Data records:
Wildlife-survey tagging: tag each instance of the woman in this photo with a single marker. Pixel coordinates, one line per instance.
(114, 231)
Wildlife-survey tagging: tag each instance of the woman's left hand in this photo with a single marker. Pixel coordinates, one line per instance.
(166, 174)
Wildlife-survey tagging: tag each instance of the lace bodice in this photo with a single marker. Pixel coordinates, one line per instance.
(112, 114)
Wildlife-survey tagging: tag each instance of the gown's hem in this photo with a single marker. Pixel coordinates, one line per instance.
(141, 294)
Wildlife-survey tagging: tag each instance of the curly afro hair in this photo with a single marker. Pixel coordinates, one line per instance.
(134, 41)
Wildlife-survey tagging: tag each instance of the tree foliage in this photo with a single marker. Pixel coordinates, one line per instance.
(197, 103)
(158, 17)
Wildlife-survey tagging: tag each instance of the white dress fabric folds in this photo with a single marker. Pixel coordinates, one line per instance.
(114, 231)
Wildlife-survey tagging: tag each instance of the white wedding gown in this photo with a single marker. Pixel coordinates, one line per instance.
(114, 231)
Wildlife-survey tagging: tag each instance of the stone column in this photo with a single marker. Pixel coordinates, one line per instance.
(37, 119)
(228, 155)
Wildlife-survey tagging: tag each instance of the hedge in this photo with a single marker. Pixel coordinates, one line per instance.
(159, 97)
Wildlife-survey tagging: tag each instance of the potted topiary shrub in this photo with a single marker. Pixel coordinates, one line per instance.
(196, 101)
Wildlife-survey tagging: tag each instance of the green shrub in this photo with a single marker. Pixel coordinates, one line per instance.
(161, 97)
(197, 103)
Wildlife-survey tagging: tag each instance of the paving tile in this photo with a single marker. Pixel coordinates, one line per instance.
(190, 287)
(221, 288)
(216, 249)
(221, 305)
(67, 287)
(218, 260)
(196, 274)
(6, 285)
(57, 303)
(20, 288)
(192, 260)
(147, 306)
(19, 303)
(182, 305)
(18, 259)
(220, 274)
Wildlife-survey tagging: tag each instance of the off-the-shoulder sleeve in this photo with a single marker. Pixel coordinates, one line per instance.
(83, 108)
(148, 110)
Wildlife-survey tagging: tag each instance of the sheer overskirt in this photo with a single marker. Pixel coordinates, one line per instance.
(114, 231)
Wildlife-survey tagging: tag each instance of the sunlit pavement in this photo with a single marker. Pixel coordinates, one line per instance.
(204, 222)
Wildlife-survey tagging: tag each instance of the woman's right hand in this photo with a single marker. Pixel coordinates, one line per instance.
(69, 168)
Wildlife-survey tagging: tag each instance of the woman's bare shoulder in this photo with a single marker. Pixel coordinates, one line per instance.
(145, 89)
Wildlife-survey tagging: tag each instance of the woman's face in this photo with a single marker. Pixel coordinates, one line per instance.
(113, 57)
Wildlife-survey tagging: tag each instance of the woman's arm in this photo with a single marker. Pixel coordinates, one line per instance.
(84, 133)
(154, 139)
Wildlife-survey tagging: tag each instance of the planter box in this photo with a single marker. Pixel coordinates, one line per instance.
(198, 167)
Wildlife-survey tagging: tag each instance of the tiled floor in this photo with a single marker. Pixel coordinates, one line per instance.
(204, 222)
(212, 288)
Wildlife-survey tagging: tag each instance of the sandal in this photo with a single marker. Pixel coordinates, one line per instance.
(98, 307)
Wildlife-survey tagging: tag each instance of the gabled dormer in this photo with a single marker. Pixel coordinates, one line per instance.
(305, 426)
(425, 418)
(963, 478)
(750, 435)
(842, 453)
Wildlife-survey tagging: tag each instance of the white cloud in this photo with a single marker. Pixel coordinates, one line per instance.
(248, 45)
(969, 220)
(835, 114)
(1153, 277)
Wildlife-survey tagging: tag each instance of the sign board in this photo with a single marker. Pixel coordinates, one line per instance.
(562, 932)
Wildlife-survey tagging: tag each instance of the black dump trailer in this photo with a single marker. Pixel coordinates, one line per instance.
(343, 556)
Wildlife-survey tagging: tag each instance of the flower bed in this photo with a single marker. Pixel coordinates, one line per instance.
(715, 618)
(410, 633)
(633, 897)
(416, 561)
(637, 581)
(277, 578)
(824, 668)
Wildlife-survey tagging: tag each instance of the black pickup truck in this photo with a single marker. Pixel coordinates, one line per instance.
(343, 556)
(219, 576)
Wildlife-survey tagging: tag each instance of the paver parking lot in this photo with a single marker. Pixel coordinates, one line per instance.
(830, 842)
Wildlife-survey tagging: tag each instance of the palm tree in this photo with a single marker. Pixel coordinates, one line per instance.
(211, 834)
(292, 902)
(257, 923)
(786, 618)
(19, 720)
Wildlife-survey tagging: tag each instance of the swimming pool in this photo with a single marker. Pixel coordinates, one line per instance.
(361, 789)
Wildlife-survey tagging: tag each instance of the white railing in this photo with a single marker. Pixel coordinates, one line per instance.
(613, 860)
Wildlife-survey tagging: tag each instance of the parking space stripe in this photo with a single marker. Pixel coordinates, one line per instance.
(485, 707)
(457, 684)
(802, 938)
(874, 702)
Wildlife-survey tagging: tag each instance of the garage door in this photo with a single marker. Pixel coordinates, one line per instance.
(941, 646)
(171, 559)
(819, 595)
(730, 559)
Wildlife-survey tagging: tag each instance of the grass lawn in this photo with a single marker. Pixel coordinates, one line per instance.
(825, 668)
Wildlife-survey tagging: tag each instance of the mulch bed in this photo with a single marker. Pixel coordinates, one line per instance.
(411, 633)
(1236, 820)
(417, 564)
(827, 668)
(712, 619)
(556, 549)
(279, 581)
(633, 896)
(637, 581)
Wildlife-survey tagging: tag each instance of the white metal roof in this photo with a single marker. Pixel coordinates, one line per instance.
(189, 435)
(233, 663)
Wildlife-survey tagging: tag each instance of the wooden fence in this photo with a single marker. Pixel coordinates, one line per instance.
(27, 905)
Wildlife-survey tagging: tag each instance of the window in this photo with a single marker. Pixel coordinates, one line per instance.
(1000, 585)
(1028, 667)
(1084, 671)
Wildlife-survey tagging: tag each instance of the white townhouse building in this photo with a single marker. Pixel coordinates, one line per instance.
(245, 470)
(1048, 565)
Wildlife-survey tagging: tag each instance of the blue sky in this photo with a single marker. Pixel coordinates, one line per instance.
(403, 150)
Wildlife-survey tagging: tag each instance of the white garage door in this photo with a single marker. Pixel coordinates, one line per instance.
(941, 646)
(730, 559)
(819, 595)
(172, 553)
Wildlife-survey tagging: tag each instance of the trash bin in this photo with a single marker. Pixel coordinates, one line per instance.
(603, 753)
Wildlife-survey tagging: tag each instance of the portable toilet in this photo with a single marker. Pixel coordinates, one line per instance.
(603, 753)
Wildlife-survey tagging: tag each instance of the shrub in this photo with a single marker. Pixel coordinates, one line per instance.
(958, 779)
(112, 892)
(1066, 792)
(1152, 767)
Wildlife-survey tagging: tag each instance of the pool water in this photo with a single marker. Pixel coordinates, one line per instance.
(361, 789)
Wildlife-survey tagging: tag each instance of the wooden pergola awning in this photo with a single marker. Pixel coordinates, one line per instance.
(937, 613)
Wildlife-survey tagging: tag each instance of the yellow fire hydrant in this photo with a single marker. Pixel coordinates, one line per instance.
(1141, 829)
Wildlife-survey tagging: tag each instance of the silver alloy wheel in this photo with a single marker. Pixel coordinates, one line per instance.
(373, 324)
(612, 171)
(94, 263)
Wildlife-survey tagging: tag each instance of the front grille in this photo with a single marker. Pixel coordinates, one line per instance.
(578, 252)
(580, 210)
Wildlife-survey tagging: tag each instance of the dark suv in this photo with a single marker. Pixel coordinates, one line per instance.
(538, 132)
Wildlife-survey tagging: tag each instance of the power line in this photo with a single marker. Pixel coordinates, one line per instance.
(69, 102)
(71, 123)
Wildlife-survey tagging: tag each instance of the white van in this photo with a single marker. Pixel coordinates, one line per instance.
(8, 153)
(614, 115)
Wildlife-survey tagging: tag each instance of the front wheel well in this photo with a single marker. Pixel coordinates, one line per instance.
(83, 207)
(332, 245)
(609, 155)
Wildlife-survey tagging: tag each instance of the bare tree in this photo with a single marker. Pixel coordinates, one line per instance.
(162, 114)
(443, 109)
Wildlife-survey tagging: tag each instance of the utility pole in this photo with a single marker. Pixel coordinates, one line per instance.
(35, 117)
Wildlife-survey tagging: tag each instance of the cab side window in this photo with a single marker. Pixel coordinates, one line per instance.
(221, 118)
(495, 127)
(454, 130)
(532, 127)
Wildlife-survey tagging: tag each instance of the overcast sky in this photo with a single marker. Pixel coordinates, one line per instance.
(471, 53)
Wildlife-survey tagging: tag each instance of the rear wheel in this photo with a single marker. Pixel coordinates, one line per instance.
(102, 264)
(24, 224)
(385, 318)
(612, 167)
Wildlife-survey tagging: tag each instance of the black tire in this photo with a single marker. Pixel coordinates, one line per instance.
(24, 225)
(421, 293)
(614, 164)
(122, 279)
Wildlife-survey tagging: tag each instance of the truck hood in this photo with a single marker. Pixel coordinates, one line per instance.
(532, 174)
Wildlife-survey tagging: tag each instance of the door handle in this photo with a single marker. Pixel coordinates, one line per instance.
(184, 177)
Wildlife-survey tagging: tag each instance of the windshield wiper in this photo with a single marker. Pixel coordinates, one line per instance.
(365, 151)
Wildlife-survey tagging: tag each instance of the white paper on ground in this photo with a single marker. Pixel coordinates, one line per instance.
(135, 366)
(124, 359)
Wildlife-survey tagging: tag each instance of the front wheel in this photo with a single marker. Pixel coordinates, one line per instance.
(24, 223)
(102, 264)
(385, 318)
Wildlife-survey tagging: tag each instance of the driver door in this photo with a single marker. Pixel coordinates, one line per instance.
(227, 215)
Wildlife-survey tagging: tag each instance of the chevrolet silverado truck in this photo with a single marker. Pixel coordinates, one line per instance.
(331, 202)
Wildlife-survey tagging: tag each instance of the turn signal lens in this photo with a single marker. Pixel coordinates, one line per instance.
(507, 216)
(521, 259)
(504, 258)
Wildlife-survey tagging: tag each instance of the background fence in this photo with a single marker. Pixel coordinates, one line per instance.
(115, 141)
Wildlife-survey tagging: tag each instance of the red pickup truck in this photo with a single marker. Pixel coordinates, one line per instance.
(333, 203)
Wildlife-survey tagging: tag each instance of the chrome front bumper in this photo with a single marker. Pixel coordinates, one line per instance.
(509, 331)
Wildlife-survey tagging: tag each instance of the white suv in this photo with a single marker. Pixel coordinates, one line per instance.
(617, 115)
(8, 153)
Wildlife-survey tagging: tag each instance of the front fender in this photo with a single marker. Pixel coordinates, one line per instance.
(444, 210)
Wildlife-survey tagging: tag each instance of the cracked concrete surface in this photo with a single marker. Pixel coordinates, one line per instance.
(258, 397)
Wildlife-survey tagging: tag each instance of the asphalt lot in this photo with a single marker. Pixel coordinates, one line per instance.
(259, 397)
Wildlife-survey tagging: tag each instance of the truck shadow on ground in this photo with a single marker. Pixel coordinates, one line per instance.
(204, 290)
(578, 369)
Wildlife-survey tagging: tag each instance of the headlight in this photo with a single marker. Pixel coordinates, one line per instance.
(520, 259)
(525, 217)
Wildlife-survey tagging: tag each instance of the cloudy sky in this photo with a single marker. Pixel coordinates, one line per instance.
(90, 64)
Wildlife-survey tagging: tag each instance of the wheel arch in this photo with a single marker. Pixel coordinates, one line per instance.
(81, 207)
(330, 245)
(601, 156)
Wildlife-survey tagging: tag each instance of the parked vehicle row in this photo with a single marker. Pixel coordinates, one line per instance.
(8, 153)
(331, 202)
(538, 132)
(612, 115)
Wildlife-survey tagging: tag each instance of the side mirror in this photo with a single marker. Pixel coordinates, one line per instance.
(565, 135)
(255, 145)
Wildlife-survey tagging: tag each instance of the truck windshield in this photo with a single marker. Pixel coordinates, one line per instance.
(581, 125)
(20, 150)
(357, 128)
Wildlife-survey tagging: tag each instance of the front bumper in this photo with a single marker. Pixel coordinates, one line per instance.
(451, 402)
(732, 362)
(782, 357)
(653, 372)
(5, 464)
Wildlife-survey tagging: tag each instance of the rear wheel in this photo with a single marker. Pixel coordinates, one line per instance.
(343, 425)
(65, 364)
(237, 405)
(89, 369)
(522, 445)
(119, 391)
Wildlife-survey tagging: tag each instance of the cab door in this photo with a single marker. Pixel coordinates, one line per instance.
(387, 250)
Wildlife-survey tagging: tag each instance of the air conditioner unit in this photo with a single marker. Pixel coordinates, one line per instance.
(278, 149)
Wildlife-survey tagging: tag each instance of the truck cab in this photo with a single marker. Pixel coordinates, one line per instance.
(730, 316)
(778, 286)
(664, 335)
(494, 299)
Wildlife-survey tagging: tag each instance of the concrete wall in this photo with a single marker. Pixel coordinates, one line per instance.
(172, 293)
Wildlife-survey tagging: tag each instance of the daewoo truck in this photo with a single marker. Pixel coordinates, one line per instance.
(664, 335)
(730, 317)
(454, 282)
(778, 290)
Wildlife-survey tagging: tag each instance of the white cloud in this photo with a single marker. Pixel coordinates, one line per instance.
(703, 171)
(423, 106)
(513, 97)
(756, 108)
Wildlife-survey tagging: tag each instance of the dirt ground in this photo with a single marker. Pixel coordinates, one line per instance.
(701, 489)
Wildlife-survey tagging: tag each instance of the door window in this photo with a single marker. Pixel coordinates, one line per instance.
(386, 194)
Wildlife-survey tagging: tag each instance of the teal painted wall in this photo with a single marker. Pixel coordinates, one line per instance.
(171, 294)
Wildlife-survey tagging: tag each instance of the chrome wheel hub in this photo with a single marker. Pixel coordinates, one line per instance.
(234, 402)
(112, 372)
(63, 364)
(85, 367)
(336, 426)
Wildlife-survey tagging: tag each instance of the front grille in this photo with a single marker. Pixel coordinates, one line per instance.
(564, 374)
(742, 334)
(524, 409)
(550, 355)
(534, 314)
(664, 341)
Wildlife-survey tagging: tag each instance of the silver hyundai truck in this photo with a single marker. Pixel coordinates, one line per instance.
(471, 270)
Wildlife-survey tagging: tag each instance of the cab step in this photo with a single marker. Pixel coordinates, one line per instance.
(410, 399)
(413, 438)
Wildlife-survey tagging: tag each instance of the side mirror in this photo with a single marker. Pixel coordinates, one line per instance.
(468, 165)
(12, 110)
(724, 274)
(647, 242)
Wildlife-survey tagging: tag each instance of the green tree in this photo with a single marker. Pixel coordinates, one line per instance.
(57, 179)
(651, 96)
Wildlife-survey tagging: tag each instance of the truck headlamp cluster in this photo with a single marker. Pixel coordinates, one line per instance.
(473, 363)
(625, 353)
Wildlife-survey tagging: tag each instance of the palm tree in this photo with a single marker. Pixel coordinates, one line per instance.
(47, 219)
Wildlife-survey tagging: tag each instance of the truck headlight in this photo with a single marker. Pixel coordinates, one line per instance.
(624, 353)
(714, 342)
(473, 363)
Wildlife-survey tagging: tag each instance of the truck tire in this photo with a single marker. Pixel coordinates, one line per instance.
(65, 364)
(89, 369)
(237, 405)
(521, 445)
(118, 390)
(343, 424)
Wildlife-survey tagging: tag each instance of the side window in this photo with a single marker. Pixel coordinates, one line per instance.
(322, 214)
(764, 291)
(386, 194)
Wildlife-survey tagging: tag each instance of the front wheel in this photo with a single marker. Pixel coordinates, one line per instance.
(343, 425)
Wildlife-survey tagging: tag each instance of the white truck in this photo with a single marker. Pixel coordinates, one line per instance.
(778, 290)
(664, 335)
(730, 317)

▸ What needs to be done
Edit the entries from the line with "Wildlife-survey tagging: tag each instance of the grass" to the line with "(1084, 671)", replacing "mulch bed" with "flower bed" and leaving everything else unchanged.

▸ Complete answer
Wildlife-survey tagging: tag each instance of the grass lawn in this photo with a single marker. Pixel coordinates, one line per instance.
(825, 668)
Wildlife-survey tagging: tag each instance of the flower bed in this photo with a single marker. Pixel coordinates, one line per instance.
(411, 633)
(1236, 820)
(417, 564)
(827, 668)
(712, 619)
(556, 549)
(279, 581)
(633, 896)
(637, 581)
Wildlife-survey tagging: tag each instance of the white metal roof in this photo with a single marker. Pixel coordinates, one line per instance.
(189, 435)
(233, 663)
Wildlife-survey tagging: tag each instance of the wooden fence in this photo with a single marker. Pixel coordinates, one line per instance.
(27, 905)
Wildlife-survey tagging: tag each instance of the window in this photo with a single marker. Pixel coordinates, one line per instance.
(1000, 585)
(1028, 667)
(1084, 671)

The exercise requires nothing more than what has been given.